Each line from the one that contains "Please point out the floor" to the end of the entries must be copied word for word, and only those lines.

• **EXTRACTED INFORMATION**:
┄┄┄┄┄┄┄┄┄┄
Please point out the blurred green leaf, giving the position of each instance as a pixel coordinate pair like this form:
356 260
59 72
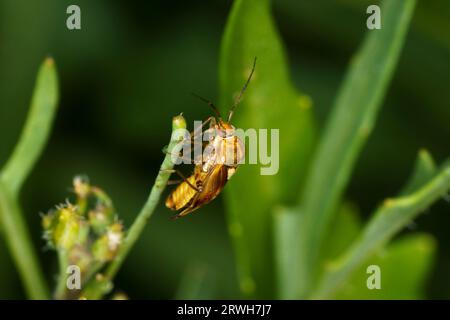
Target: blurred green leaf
28 149
286 221
424 170
405 266
270 102
194 284
346 228
389 219
352 119
37 128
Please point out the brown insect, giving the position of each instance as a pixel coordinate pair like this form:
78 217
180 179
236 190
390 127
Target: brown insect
224 153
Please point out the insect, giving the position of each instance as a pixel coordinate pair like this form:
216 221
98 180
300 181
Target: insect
224 153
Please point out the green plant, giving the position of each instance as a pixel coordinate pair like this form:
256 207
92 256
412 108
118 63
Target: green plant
293 238
292 258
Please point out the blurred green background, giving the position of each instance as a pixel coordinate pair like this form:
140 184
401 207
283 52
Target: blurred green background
133 66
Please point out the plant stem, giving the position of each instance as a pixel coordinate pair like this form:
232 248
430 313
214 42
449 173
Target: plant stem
146 212
20 245
61 285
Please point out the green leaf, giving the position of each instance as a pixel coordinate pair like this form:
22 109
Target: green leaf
424 170
286 222
346 228
270 102
195 283
28 149
405 265
389 219
352 119
37 128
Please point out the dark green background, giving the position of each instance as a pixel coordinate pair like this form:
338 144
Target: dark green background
133 66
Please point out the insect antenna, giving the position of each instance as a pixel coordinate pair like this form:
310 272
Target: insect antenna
238 99
210 104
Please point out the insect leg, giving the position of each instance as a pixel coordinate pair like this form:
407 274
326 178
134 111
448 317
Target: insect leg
182 177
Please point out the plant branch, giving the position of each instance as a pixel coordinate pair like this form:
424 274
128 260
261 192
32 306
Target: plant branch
146 212
27 151
20 245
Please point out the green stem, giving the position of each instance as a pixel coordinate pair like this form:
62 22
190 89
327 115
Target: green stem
141 220
62 285
19 244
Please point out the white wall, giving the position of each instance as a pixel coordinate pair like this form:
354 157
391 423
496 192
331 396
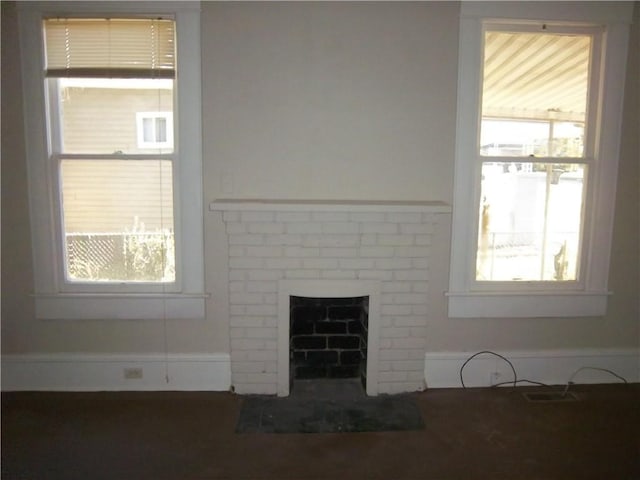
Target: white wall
320 101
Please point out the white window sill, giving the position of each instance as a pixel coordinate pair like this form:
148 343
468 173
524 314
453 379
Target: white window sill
526 305
120 306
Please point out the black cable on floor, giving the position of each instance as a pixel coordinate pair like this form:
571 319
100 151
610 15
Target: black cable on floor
515 375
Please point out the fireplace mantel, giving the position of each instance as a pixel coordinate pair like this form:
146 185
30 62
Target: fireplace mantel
329 205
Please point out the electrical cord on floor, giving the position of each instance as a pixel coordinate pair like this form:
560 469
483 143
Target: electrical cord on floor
515 375
515 380
570 381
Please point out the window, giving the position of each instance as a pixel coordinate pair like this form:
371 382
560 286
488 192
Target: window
111 217
535 86
539 106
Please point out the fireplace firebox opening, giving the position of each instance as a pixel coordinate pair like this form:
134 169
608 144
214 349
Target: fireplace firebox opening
328 338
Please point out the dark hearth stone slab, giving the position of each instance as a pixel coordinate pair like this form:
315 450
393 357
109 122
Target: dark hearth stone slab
268 414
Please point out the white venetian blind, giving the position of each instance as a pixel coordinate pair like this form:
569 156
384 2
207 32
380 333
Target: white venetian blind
110 48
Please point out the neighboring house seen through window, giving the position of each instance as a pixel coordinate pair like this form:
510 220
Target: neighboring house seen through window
539 113
110 214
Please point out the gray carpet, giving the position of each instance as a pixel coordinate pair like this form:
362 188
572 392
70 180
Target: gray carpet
266 414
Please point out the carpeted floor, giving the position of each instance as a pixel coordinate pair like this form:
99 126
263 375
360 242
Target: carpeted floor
468 434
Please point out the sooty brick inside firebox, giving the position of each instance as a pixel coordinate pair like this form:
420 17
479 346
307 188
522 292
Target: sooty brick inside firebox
328 337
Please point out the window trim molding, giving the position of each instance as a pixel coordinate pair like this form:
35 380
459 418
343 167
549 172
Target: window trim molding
52 299
168 118
589 295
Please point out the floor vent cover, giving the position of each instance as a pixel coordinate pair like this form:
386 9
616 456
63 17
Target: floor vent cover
550 397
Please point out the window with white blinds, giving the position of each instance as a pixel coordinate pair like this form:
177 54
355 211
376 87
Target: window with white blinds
115 162
110 47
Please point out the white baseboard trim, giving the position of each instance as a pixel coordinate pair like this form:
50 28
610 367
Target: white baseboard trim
552 367
88 372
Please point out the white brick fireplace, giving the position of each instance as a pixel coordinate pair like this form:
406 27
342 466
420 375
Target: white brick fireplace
328 249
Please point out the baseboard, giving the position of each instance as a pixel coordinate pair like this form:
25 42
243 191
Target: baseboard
552 367
82 372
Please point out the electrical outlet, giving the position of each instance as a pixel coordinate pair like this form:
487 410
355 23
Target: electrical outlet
132 373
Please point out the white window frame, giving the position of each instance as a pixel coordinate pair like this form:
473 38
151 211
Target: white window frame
141 117
468 298
54 297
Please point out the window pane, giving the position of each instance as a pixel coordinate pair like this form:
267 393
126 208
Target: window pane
534 95
147 130
99 115
118 220
521 138
530 222
161 130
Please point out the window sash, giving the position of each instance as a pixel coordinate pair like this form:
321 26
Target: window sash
587 159
112 60
109 47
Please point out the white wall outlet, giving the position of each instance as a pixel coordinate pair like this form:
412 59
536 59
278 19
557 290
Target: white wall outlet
┄┄┄┄┄┄┄┄┄┄
• **FINISHED TASK**:
Please point out the floor vent cover, giving the position of each instance as a pixel coordinate pair like this form:
386 9
616 456
63 17
Target: floor vent cover
550 397
Please point out the window with white blinds, giving the position of each instance as a pixel coordinate pair like this form:
177 54
355 211
376 87
Target: window with white blinds
115 162
110 47
Please point out the white baseboard trim, giving the position of each instance as a pixel coordinate pair like this form:
50 28
610 367
Target: white baseboard trim
552 367
88 372
Please point out the white brick fireplace, giving the position of each instance as a pixel coordinate pair like this form:
406 27
342 466
420 375
Target: white brick fireplace
328 249
Please point out the baseboard, giving the position of each instance as a pixel coordinate pair like this form:
25 42
243 191
Target: baseboard
552 367
82 372
Please point out the electrical outlet, giving the position of each instance as a pixel coordinate pair like this form:
487 410
355 23
Target: electrical outlet
132 373
Please point out the white window frame, giving the position of each instance as a pixel coordinate pair like this form:
473 38
151 211
Target: white window frame
141 117
468 298
54 297
Please point out the window pane, giving the position of each instance as a pixel coordinate pair like this form:
267 393
126 208
Target: window pane
534 95
147 130
99 115
118 220
521 138
530 222
161 130
Please point out the window sash, giving the position of each instance as a pixel coordinate pair like this form:
321 26
Target: window sash
587 159
112 60
109 47
Please point out the white wall outlet, giving the position of each instance as a pixel coordinate pair like this form:
412 59
536 59
278 19
557 290
Target: white wall outlet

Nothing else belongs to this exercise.